● **Source**:
################
Some Movie! - Charlotte’s Web
I wasn’t going to post on this film, but after Cliff shared the tragedy of taking his family to see Happy Feet, I thought I would review another Hollywood “family” feature, one that is truly a entertaining, family film.
First, forget Leonardo DiCaprio, Forest Whitaker, Will Smith, or any of the other names being mentioned for Best Actor in next year’s Oscar race. The award goes, hands down, to the pigs that played Wilbur in Charlotte’s Web. Especially the one who won “the award”. With one look of his big, black eyes, he made me smile and cry more than any human actor did this entire year.
If you are not familiar with the story of Charlotte’s Web, it is a classic children’s book by E.B. White about a girl who saves the runt of a pig litter, who she names Wilbur, to raise as her own. She is forced to give Wilbur away when her farmer parents become concerned about her attachment to him. He is slated to become Christmas dinner for her extended family, but through the wit of Charlotte A. Cavatica, the web-spinning spider extraordinaire, he is offered a chance to escape the smokehouse that is his destiny.
This was one of my favourite books/movies as a child, and for American children (if they are lucky), this story is the first introduction to the cycle of life and death - not the glossed-over circle-of-life Disneyfied version the last generation of children is familiar with, but an honest, true, and age appropriate introduction to the realities of life, death, and farming, told through the stories of the goose who sits on her eggs, only to have one not hatch and have the rest sold as gooslings, the horse who provides back-breaking labour to the Zuckerman family, and the cows who barely realize that they may too someday grace a family’s dinner table.
I had some reservations about watching the movie because how do you remake a classic animated film based on one of the greatest children’s books of all time? Especially using live actors? And, what is the point of doing so? Well, I don’t know what the point is, but this is a remake worth watching.
One would assume two hours of live action/animated cows, sheep, pigs, horses, crows, etc. would be annoying, but the animation team did a great job of making the animals engaging, entertaining, and just the right amount of cute. In fact, the only annoying animal was Charlotte the spider – anthropomorphizing her by giving her large, cute brown eyes was an easy way to make her more palatable to audience members who may not like spiders, but this was easily overlooked by looking at some of her other sets of normal eyes. The animation was great, and in some scenes, such as the flight of Charlotte’s children when they are born, almost magical. The scenes of Charlotte spinning her web were fascinating, and I am still wondering if they were done with animation or CGI. I kept trying to compare the film to the original, but was unable to do so because this film stands alone as a good film.
################
● **Set task A**:
Using the Charlotte's Web review:
(i) Who wrote the children's book the film is based on?
(ii) What is the full name given for the spider?
(iii) Which scene does the reviewer call almost magical?
● **Set task B**:
Write the next part of the Charlotte's Web review, starting after its final sentence.

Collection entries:
################
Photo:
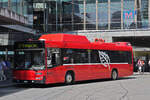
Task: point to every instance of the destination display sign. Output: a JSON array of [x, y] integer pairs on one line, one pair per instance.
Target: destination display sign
[[29, 45]]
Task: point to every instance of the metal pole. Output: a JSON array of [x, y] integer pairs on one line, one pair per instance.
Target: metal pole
[[72, 15], [96, 14], [109, 19], [135, 9], [84, 4], [148, 13], [56, 16], [122, 14]]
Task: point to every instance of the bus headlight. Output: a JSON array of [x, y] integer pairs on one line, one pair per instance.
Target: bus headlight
[[39, 78], [38, 73]]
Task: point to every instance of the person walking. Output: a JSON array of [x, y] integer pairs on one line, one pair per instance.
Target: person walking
[[139, 64], [2, 67]]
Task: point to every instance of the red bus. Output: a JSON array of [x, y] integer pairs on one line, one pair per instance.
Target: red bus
[[66, 58]]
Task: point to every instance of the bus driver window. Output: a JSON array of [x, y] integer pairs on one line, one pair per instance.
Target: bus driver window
[[53, 57]]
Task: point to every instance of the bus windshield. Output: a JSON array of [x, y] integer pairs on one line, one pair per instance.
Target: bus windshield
[[30, 59]]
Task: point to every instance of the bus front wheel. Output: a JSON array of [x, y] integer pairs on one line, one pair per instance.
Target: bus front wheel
[[69, 78], [114, 75]]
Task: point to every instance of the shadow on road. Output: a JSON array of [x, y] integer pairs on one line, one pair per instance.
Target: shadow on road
[[76, 83]]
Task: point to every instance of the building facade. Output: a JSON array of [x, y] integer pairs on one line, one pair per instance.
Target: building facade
[[112, 20], [72, 15], [16, 21]]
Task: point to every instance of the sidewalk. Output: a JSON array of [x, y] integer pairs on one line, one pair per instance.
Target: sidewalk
[[6, 83], [9, 83]]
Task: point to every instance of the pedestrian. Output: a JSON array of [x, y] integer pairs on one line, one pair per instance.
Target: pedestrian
[[149, 65], [7, 71], [139, 64], [143, 66], [2, 67]]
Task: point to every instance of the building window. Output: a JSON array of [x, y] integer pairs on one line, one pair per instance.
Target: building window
[[129, 14], [102, 14], [115, 14], [144, 13], [90, 14]]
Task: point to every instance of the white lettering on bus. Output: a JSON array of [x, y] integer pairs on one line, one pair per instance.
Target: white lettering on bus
[[104, 59]]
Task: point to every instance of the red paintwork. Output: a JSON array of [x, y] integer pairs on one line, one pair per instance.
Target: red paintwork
[[82, 72]]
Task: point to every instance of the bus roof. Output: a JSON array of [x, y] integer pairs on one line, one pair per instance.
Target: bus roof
[[60, 40]]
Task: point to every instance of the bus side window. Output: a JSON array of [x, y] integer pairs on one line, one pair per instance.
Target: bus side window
[[49, 58]]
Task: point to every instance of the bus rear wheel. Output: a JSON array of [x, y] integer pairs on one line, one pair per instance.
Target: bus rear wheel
[[114, 75], [69, 79]]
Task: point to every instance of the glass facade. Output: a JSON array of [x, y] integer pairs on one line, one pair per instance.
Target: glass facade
[[70, 15], [20, 7]]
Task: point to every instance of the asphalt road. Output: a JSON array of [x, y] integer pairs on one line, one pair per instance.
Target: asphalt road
[[136, 87]]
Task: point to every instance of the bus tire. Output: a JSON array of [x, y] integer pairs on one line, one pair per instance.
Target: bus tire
[[114, 75], [69, 78]]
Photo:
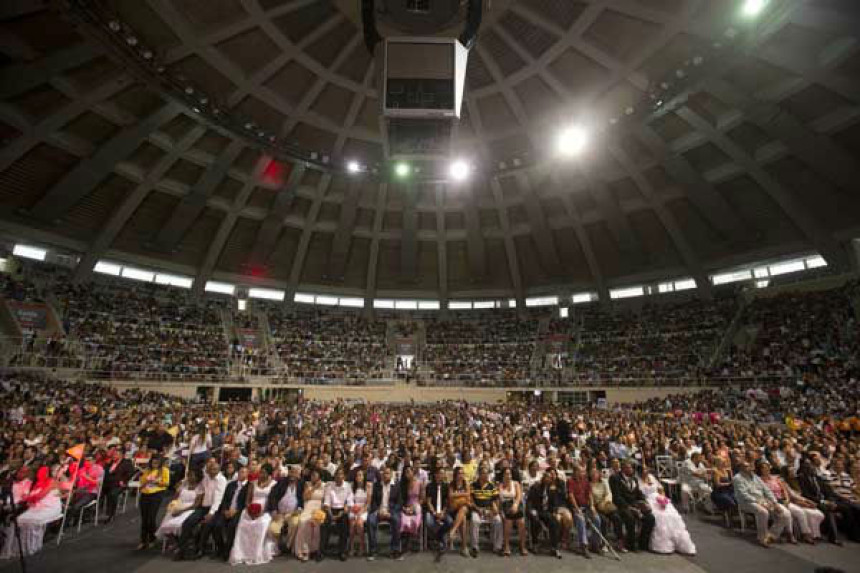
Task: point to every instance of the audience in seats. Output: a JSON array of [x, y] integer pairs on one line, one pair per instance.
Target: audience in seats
[[284, 477], [318, 346]]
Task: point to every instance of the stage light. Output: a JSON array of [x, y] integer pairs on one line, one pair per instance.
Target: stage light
[[402, 169], [753, 8], [459, 170], [572, 140]]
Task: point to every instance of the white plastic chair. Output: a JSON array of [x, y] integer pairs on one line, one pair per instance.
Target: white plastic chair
[[93, 504]]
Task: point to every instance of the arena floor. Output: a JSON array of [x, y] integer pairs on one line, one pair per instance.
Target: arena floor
[[110, 550]]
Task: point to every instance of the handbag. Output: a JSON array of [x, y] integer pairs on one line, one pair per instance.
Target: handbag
[[458, 500], [276, 527]]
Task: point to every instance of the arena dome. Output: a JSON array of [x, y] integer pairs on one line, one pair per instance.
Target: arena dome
[[240, 141]]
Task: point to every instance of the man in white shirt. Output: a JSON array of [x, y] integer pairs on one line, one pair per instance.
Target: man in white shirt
[[213, 484], [696, 482], [338, 499], [223, 525], [384, 507]]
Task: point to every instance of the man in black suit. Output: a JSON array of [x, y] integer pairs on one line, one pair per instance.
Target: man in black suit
[[118, 472], [632, 507], [562, 430], [286, 501], [222, 527], [544, 500], [436, 517], [384, 507]]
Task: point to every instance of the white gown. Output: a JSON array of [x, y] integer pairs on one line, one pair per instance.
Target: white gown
[[253, 545], [172, 524], [32, 523], [670, 532]]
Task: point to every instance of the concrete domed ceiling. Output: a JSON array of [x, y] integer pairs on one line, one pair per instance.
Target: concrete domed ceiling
[[208, 137]]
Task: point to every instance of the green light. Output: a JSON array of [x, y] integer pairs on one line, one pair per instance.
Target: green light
[[753, 8], [402, 169]]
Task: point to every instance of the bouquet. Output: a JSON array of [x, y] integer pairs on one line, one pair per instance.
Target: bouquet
[[255, 510]]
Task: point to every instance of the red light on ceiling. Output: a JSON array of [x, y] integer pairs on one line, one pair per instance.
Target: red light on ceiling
[[256, 270], [273, 173]]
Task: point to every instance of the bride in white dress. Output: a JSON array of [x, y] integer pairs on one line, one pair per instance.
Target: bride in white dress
[[253, 545], [670, 532], [182, 506]]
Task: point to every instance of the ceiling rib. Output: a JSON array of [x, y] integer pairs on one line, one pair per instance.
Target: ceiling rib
[[307, 232], [343, 236], [811, 229], [270, 229], [227, 224], [89, 172], [190, 207], [667, 219], [510, 248], [581, 236], [32, 135], [710, 204], [120, 216], [612, 212], [539, 227], [19, 78], [475, 247], [818, 151], [409, 235], [373, 258], [441, 243]]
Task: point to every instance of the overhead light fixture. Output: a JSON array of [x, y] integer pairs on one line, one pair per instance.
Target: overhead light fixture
[[753, 8], [459, 170], [402, 169], [572, 140]]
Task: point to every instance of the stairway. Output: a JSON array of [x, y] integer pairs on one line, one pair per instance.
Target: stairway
[[734, 326], [276, 365]]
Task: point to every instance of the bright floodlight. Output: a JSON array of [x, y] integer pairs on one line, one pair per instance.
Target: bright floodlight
[[402, 169], [572, 140], [753, 8], [459, 170]]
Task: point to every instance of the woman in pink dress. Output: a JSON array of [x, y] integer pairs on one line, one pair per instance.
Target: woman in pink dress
[[410, 517], [43, 507]]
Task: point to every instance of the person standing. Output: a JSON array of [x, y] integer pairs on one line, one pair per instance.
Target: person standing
[[755, 497], [153, 484], [543, 502], [385, 508], [118, 471], [214, 483], [485, 509], [436, 518], [633, 508], [338, 499], [581, 502]]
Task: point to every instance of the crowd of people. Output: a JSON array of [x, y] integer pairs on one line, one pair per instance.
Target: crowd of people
[[319, 346], [121, 328], [795, 333], [144, 330], [262, 479], [495, 347], [655, 343]]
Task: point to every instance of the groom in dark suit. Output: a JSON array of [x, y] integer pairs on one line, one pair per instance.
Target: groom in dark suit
[[632, 507], [223, 526], [385, 507]]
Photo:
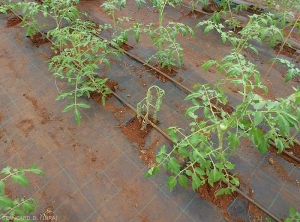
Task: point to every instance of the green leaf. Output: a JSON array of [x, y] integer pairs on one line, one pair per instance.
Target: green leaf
[[68, 107], [279, 144], [83, 105], [196, 182], [2, 186], [77, 116], [259, 105], [223, 191], [283, 124], [28, 207], [208, 28], [214, 176], [174, 165], [289, 75], [208, 64], [5, 203], [173, 135], [183, 180], [6, 170], [20, 178], [233, 140], [34, 169], [258, 118], [171, 182]]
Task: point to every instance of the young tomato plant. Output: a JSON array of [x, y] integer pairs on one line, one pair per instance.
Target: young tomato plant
[[82, 53], [212, 140], [143, 107], [11, 209], [163, 36], [110, 6]]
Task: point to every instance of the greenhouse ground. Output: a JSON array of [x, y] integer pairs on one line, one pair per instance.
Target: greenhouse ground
[[92, 172]]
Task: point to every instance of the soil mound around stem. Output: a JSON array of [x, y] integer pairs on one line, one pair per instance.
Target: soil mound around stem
[[208, 193], [286, 50], [134, 133], [148, 156], [111, 84], [294, 150], [126, 47], [38, 39], [14, 21], [165, 70]]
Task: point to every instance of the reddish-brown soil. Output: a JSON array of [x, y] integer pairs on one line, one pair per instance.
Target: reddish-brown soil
[[25, 125], [126, 47], [39, 39], [255, 212], [133, 131], [41, 110], [148, 155], [286, 50], [237, 29], [294, 150], [227, 108], [112, 85], [14, 21], [180, 79], [254, 9], [165, 70], [195, 14], [47, 215], [281, 172], [208, 193]]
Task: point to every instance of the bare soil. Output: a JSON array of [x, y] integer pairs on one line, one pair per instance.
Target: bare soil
[[286, 50], [134, 133], [281, 172], [38, 39], [126, 47], [294, 150], [165, 70], [111, 84], [14, 21], [208, 193], [148, 155], [254, 9], [195, 14], [227, 108]]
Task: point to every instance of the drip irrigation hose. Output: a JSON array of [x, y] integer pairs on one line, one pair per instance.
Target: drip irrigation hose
[[294, 46], [162, 73], [168, 137], [257, 204], [181, 85]]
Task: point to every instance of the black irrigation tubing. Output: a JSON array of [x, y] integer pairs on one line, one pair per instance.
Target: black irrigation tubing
[[169, 138], [257, 204], [183, 86], [292, 44]]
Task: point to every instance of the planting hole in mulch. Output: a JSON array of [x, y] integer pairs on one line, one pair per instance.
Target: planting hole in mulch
[[126, 47], [14, 21], [38, 39], [236, 30], [294, 150], [112, 85], [148, 155], [165, 70], [133, 131], [195, 14], [281, 172], [254, 9], [286, 50], [227, 108]]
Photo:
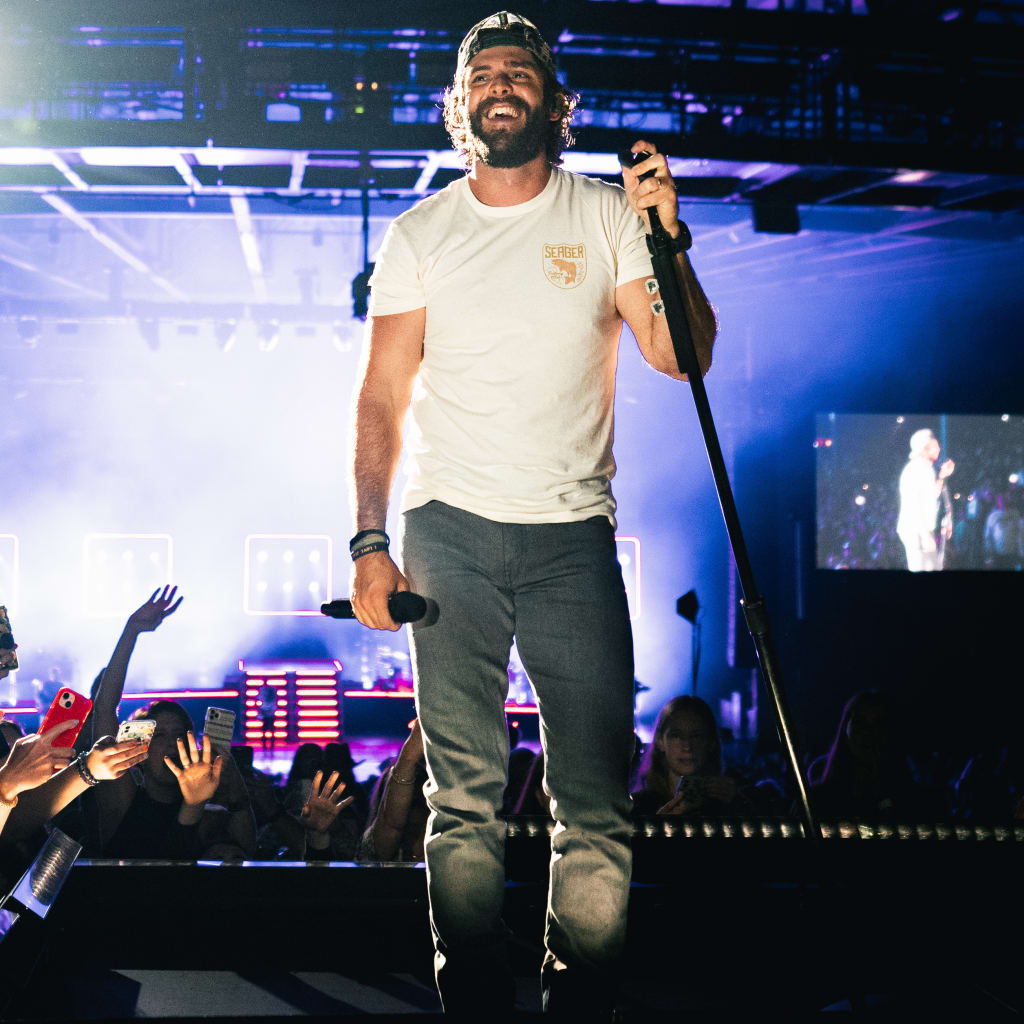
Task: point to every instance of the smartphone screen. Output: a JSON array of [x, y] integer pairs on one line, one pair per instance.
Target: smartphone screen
[[138, 730], [219, 726], [67, 705], [8, 654]]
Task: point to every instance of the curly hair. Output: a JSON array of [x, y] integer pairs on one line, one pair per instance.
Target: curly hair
[[556, 97]]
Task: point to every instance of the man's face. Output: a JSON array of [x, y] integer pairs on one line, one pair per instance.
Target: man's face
[[508, 119]]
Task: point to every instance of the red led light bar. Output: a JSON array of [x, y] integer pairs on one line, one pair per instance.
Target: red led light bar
################
● **Result A**:
(i) E.B. White
(ii) Charlotte A. Cavatica
(iii) The flight of Charlotte's children when they are born

● **Result B**:
In fact, in some ways this film works better than the original. This is partly because of Dakota Fanning, who is probably the best child actor working in America today. The rest of the cast is stellar. Stellar because the filmmakers made a brave decision to tell the story without letting the animation or the acting overpower it. There are no over the top histrionics from the farm animals, and there could have been considering some of the animals were voiced by the likes of Cedric the Entertainer, John Cleese and Andre Benjamin. Steve Buscemi, voicing Templeton the rat, could have gone the in-your-face route like his predecessor Paul Lynde, but played the most flamboyant character in the film straight, making the role as poignant as it was in the book. I am no fan of Julia Roberts, but her voicing of Charlotte was subdued and calm, just as a mother’s voice should be. Also, by making the movie live instead of animated, the transformation of Fern (Dakota Fanning) from introverted girl to a child experiencing her first crush was a pleasure to see, and one of the most honest portrayals of a first crush shown in a movie I can remember for quite some time.
From a technical standpoint, I was also fascinated with how the director and editors handled the scene changes. Most of the scenes flowed into the next, and in one of my favourite scene changes I have seen in some time a camera shot of the actors outside of Wilbur’s pig pen bled into a street scene in the local town so flawlessly I giggled….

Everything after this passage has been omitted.